## TEXT:
⟨

The dataset itslef is identified by URI http://ns.inria.fr/covid19/dataset-1-0
(describe). It comes with DCAT and VOID descriptions.
All articles and annotations about named entities are linked back to the dataset with property rdfs:isDefinedBy
.
Article URIs are formatted as http://ns.inria.fr/covid19/paper_id
where paper_id may be either the article SHA hash or its PCM identifier.
Parts of an article (title, abstract and body) are also identified by URIs so that annotations of named entities can link back to the part they belong to. These URIs are formatted as
http://ns.inria.fr/covid19/paper_id#title
http://ns.inria.fr/covid19/paper_id#abstract
http://ns.inria.fr/covid19/paper_id#body_text
.
Downloading and SPARQL Querying
The dataset is available either as a Turtle dump in the dataset directory, or through our Virtuoso OS SPARQL endpoint https://covid19.i3s.unice.fr/sparql.
You may use the Faceted Browser to look up text or URIs. As an example, you can look up article http://ns.inria.fr/covid19/f74923b3ce82c984a7ae3e0c2754c9e33c60554f. Further details about how named entities are represented in RDF are given in the Data Modeling section.

⟩

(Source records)
⟨

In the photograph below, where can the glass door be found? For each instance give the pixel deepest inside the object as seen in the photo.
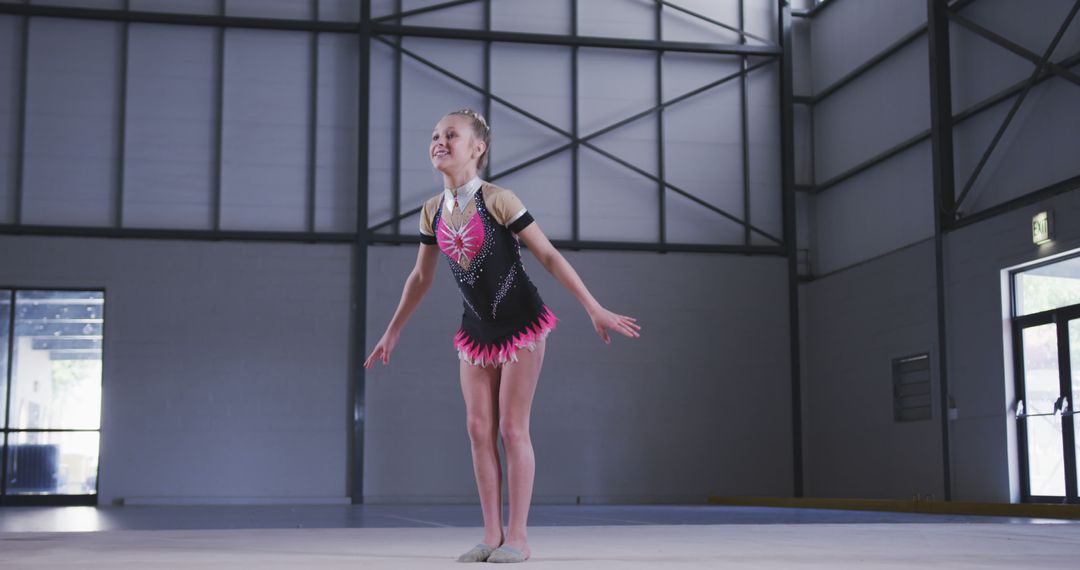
(52, 395)
(1045, 333)
(1044, 415)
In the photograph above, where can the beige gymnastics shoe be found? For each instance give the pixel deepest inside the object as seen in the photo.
(507, 554)
(477, 554)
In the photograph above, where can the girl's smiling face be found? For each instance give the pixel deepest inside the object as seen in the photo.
(454, 146)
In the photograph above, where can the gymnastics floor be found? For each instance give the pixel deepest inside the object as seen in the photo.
(585, 537)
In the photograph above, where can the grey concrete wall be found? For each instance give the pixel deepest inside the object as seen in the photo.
(226, 365)
(872, 254)
(697, 406)
(855, 323)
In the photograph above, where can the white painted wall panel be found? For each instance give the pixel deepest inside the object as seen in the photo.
(608, 421)
(176, 7)
(1038, 149)
(428, 95)
(470, 15)
(265, 130)
(380, 149)
(883, 107)
(169, 157)
(981, 68)
(336, 158)
(270, 9)
(551, 16)
(847, 36)
(679, 26)
(71, 122)
(339, 10)
(875, 212)
(11, 39)
(763, 121)
(111, 4)
(1033, 25)
(618, 18)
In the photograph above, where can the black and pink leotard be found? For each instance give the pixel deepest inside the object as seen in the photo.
(475, 229)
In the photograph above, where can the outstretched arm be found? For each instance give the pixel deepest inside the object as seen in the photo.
(416, 286)
(557, 266)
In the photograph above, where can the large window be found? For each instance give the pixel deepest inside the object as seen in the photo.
(1047, 356)
(51, 358)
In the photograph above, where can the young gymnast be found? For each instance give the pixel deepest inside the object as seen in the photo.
(500, 344)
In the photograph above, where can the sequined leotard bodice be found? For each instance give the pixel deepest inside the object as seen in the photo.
(475, 230)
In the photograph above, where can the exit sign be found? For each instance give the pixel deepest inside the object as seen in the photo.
(1042, 228)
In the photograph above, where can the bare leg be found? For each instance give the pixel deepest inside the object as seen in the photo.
(515, 402)
(481, 390)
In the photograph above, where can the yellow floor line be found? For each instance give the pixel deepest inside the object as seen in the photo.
(949, 507)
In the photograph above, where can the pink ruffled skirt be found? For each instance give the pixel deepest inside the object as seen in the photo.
(504, 350)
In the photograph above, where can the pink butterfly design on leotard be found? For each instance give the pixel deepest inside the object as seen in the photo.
(461, 243)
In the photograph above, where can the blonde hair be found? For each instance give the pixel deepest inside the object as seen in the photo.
(482, 131)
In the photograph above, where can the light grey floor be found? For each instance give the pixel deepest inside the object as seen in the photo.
(562, 537)
(89, 518)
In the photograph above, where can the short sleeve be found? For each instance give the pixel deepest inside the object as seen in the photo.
(427, 233)
(509, 211)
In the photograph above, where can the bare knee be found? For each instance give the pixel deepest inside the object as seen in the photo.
(481, 429)
(514, 431)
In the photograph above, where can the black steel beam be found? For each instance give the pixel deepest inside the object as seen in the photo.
(791, 239)
(813, 11)
(1013, 46)
(1010, 91)
(744, 126)
(1031, 198)
(570, 136)
(873, 161)
(215, 220)
(576, 148)
(1015, 106)
(395, 176)
(385, 239)
(219, 21)
(487, 79)
(21, 143)
(581, 41)
(740, 30)
(309, 205)
(869, 64)
(957, 119)
(359, 349)
(399, 14)
(941, 137)
(118, 166)
(574, 144)
(149, 233)
(8, 385)
(661, 171)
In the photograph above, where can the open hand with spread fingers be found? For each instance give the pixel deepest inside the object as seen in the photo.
(382, 350)
(604, 321)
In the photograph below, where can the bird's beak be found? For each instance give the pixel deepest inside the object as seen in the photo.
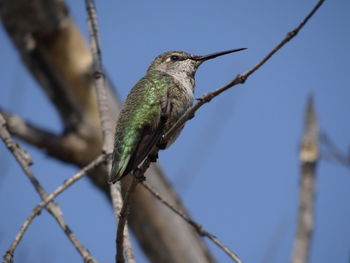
(201, 59)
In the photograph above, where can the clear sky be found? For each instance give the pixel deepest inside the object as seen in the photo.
(236, 164)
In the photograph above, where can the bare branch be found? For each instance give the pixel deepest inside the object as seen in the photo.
(106, 126)
(240, 78)
(195, 225)
(117, 206)
(66, 147)
(309, 153)
(99, 160)
(24, 161)
(138, 176)
(100, 79)
(122, 222)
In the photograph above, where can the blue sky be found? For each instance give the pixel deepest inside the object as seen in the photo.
(236, 164)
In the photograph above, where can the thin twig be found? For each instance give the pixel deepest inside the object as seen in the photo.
(104, 116)
(309, 153)
(241, 78)
(194, 224)
(37, 209)
(117, 206)
(24, 161)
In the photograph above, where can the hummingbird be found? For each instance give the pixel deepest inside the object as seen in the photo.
(153, 105)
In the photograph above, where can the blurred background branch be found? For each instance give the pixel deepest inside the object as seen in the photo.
(309, 154)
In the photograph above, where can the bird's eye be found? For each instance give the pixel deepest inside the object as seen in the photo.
(175, 58)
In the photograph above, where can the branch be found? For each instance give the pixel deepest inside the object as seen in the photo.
(99, 77)
(195, 225)
(66, 147)
(122, 232)
(138, 176)
(24, 161)
(240, 78)
(99, 160)
(309, 153)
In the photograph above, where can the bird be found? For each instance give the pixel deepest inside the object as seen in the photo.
(152, 106)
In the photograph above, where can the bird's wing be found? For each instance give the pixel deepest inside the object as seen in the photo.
(141, 140)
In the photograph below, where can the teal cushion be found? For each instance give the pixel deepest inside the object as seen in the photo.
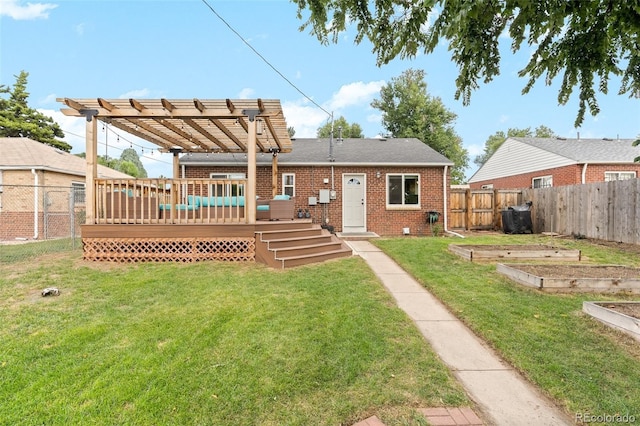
(193, 200)
(178, 207)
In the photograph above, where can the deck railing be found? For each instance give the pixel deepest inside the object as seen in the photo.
(169, 201)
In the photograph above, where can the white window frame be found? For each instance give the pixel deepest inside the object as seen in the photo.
(611, 176)
(227, 190)
(292, 185)
(404, 205)
(545, 181)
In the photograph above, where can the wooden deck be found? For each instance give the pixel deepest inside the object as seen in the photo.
(198, 242)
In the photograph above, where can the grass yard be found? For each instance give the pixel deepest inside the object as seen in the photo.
(583, 365)
(209, 343)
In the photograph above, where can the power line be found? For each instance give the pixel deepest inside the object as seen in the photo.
(122, 149)
(265, 60)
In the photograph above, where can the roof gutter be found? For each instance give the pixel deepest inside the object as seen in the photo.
(35, 203)
(446, 203)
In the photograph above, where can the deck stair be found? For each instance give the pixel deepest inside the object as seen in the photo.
(297, 244)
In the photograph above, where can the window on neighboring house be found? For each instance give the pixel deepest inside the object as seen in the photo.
(609, 176)
(227, 189)
(403, 190)
(78, 193)
(289, 184)
(542, 182)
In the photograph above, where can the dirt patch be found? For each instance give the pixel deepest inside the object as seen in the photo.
(579, 271)
(518, 247)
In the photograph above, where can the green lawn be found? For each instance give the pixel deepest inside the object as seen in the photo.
(209, 343)
(583, 365)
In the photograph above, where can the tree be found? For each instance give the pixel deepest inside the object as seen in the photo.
(494, 141)
(409, 111)
(348, 130)
(18, 120)
(586, 41)
(130, 155)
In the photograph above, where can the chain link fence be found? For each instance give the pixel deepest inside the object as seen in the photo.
(36, 220)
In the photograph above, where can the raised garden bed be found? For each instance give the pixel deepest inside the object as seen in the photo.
(624, 316)
(575, 278)
(518, 251)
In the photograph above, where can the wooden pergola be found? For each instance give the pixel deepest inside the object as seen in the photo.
(188, 126)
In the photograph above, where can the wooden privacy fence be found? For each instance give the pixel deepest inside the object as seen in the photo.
(604, 210)
(480, 209)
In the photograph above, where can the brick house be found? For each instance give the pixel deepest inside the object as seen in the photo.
(545, 162)
(31, 171)
(384, 186)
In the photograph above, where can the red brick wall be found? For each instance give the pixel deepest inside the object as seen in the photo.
(19, 225)
(568, 175)
(309, 180)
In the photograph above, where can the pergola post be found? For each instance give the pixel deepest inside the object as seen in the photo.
(251, 169)
(91, 140)
(274, 175)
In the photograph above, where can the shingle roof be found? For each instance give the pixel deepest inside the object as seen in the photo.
(588, 150)
(24, 153)
(357, 151)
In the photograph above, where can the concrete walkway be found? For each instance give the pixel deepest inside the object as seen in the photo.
(500, 392)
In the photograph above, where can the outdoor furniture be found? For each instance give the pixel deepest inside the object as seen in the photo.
(280, 207)
(227, 207)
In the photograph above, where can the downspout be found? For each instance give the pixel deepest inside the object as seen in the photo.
(446, 202)
(35, 204)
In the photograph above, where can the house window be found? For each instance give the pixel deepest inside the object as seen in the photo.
(77, 191)
(403, 190)
(227, 189)
(289, 184)
(609, 176)
(542, 182)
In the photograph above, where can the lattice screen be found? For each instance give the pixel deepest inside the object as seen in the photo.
(169, 249)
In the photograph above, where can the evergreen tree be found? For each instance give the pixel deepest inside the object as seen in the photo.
(18, 120)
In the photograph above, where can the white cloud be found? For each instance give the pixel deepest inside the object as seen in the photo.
(246, 93)
(304, 117)
(13, 9)
(358, 93)
(110, 142)
(139, 93)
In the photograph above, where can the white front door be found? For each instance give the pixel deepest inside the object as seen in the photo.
(354, 203)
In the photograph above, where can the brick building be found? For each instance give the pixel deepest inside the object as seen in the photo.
(38, 184)
(545, 162)
(385, 186)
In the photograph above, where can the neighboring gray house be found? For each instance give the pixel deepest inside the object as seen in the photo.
(545, 162)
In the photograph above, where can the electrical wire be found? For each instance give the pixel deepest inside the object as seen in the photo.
(265, 60)
(122, 149)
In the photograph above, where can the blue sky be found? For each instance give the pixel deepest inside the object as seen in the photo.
(182, 50)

⟩

## EXERCISE SET:
A) Reproduce the COVID-19 dataset text word for word from "Article URIs are" to "SPARQL endpoint https://covid19.i3s.unice.fr/sparql.".
B) In the COVID-19 dataset text, which URI formats identify the parts of an article?
These records come from a separate source.

## TASK-BY-TASK ANSWERS:
A)
Article URIs are formatted as http://ns.inria.fr/covid19/paper_id
where paper_id may be either the article SHA hash or its PCM identifier.
Parts of an article (title, abstract and body) are also identified by URIs so that annotations of named entities can link back to the part they belong to. These URIs are formatted as
http://ns.inria.fr/covid19/paper_id#title
http://ns.inria.fr/covid19/paper_id#abstract
http://ns.inria.fr/covid19/paper_id#body_text
.
Downloading and SPARQL Querying
The dataset is available either as a Turtle dump in the dataset directory, or through our Virtuoso OS SPARQL endpoint https://covid19.i3s.unice.fr/sparql.

B)
http://ns.inria.fr/covid19/paper_id#title
http://ns.inria.fr/covid19/paper_id#abstract
http://ns.inria.fr/covid19/paper_id#body_text